練習問題:
読み物によると、1872年10月14日に開通した日本初の鉄道はどの区間か、答えてください。

読み物:
● ● ●

てっちゃんが集まる場所『0番線の記憶』「妄想鉄」と「ジオラマ好き」にはたまらないカフェ&バー

10/15(水) 20:00

鉄道の魅力を熱くお伝えする野川キャスターの「てつたま」です。

【野川キャスター】
昨日10月14日は「鉄道の日」鉄道ファンがもっとも熱くなる日でした。
(1872年 10月14日 日本初の鉄道開通 新橋~横浜間)
今回はあつい!あつい鉄分がこもったお店を取材してきましたよ!それでは…

すっかり夜の帳が下り、「てつたま」初となる日没後の撮影がスタートです。

【野川キャスター】
「さあ、ということでやってきましたのは、広島駅からほど近いJR西日本・中国統括本部が入っている建物ですね。中国地方を広く管轄しているJR西日本さんのオフィスビルでございますが…なんとですね、この広島駅からほど近いところに0番線がですね、復活したというのは変ですね。0番線があるんだそうです。おっ。見てください。

● ● ●

物体ポイントのラベル:
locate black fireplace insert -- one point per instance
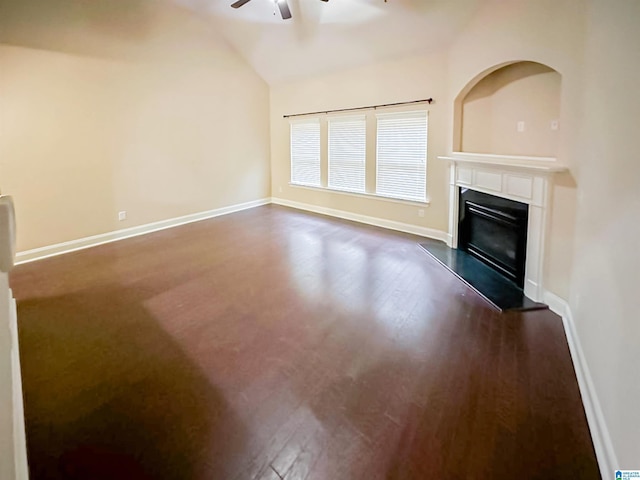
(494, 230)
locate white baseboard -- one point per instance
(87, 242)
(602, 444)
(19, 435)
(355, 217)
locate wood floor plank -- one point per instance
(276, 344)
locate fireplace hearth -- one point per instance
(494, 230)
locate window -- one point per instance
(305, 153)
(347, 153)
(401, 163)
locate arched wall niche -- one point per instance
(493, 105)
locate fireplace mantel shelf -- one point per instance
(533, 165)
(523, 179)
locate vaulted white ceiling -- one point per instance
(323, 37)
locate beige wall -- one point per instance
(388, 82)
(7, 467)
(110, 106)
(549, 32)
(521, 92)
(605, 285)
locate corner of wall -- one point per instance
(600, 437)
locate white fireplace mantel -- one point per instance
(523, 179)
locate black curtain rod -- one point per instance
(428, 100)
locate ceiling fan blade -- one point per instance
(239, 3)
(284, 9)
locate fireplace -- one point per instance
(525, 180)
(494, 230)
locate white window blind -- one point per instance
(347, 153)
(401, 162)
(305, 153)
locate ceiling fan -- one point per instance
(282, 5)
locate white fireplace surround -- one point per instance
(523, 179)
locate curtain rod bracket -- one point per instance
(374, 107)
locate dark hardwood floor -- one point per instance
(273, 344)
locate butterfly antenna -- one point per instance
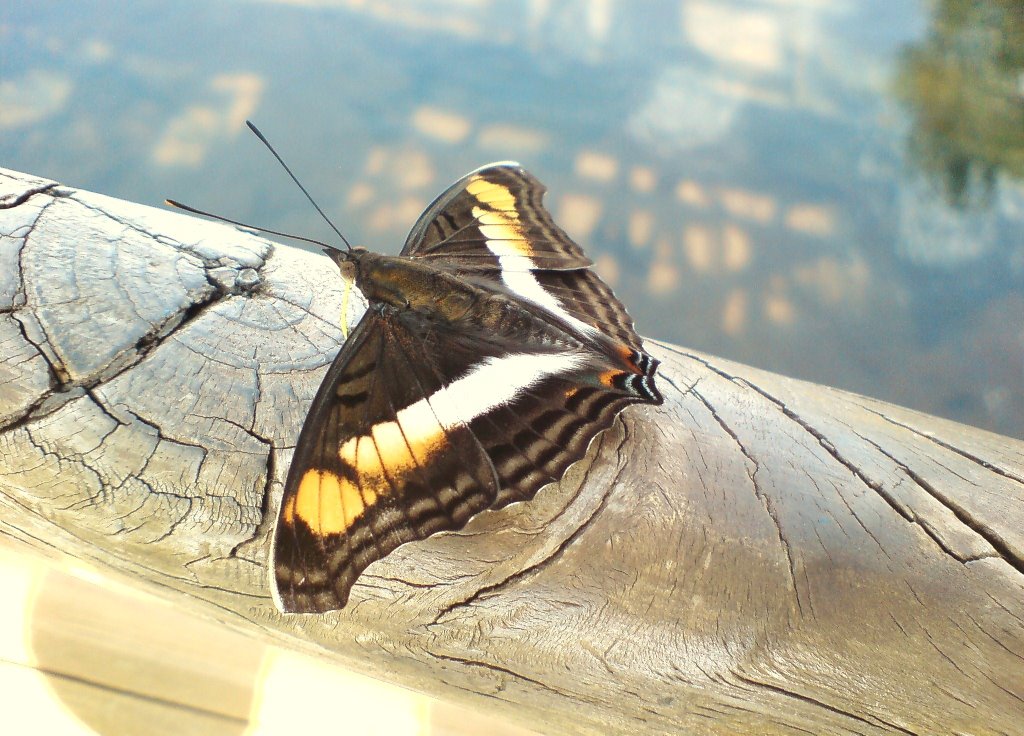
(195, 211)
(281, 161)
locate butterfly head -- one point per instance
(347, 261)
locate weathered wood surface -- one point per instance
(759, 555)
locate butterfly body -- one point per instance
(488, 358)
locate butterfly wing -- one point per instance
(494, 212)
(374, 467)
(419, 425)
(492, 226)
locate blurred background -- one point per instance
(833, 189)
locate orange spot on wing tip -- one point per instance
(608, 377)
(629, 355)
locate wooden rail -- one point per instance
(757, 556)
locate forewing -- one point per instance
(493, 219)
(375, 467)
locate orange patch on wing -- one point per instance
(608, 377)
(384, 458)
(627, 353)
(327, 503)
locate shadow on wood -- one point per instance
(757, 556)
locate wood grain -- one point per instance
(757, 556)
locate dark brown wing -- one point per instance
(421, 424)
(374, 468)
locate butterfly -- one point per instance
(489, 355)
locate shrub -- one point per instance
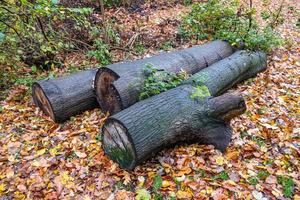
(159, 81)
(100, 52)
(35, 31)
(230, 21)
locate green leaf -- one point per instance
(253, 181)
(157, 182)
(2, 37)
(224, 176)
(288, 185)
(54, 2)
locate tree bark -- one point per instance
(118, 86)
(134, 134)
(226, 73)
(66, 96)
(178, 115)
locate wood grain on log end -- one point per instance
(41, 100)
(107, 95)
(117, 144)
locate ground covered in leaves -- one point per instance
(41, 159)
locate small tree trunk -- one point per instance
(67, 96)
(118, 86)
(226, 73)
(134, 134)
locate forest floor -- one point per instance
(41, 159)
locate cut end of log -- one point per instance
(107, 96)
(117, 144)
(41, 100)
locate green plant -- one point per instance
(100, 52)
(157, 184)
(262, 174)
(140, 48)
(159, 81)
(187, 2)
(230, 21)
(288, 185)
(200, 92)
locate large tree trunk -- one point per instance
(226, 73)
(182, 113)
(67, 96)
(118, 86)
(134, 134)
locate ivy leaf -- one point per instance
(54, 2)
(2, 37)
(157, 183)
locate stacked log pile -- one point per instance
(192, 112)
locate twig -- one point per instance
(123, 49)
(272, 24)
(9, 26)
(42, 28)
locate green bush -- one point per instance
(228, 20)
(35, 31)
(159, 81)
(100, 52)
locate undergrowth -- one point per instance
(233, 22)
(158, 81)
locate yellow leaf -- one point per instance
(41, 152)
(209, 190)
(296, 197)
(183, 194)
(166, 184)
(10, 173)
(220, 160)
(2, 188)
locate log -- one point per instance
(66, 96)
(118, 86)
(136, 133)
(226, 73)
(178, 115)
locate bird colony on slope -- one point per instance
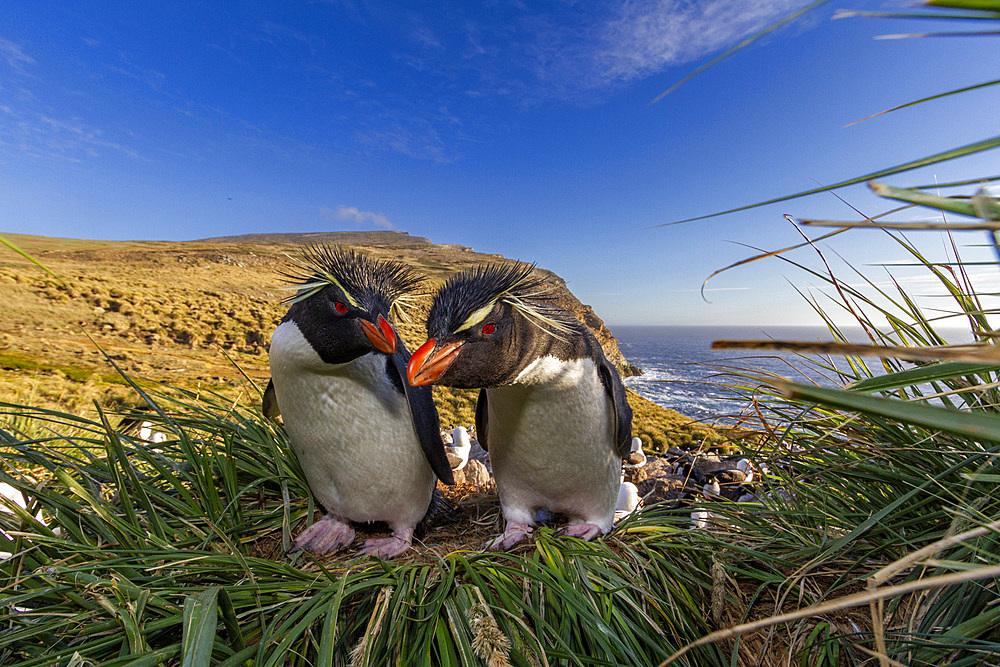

● ● ●

解答:
新橋~横浜間